◆ Consigne 1 ◆
Renvoyez chaque ligne des entrées ci-dessous où figure le mot « rear », en tenant compte de la casse.

Les combattants de l’Etat islamique en Irak et au Levant (EIIL) – groupe sunnite intégriste lié à Al-Qaida – cristallisent l’attention politique et médiatique de ces derniers jours. En Syrie, un nouveau front s'ouvre dans la guerre du côté de la rébellion. L'EIIL est la cible des attaques d'autres groupes d'opposition, autrefois ses alliés. En Irak, l'Etat islamique en Irak et au Levant, toujours, a fait tomber dans son giron deux villes du pays. Une manière d'asseoir son autorité. Pourquoi ce groupe prend-il ainsi de l’importance ? Où agissent ses combattants ? Comment sont-ils financés ? Réponses.

◆ Données fournies ◆
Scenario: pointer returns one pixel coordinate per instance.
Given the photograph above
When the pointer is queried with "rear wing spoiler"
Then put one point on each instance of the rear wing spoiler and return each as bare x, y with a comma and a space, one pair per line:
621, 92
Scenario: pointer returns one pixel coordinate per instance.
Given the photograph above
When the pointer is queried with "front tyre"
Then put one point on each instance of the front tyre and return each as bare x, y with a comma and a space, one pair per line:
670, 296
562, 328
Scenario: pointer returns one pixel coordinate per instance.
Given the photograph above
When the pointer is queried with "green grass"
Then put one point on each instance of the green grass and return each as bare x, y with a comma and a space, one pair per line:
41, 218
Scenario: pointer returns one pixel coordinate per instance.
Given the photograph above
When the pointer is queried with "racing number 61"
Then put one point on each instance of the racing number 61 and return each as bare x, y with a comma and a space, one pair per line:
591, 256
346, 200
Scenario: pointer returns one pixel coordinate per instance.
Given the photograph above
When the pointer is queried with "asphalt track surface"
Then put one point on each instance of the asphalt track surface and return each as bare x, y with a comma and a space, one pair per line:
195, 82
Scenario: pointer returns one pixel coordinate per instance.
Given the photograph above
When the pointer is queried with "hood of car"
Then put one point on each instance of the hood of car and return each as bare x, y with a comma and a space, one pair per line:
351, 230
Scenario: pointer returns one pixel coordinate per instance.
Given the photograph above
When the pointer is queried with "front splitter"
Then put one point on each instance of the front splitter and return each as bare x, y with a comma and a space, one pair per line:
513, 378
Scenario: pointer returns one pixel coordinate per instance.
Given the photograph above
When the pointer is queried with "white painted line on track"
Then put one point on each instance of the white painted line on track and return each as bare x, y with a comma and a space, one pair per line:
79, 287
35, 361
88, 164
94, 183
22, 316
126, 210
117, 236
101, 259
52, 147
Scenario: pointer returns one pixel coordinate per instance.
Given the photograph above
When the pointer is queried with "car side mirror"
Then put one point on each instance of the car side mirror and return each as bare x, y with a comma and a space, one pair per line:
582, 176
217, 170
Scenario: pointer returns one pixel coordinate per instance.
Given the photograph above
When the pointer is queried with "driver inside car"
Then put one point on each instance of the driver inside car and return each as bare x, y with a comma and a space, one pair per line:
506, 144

◆ Consigne 2 ◆
Selon le texte sur l'EIIL, combien de villes d'Irak le groupe a-t-il fait tomber dans son giron ?

◆ Corrigé détaillé 1 ◆
When the pointer is queried with "rear wing spoiler"
Then put one point on each instance of the rear wing spoiler and return each as bare x, y with a comma and a space, one pair per line:

◆ Corrigé détaillé 2 ◆
Le groupe a fait tomber deux villes d'Irak dans son giron.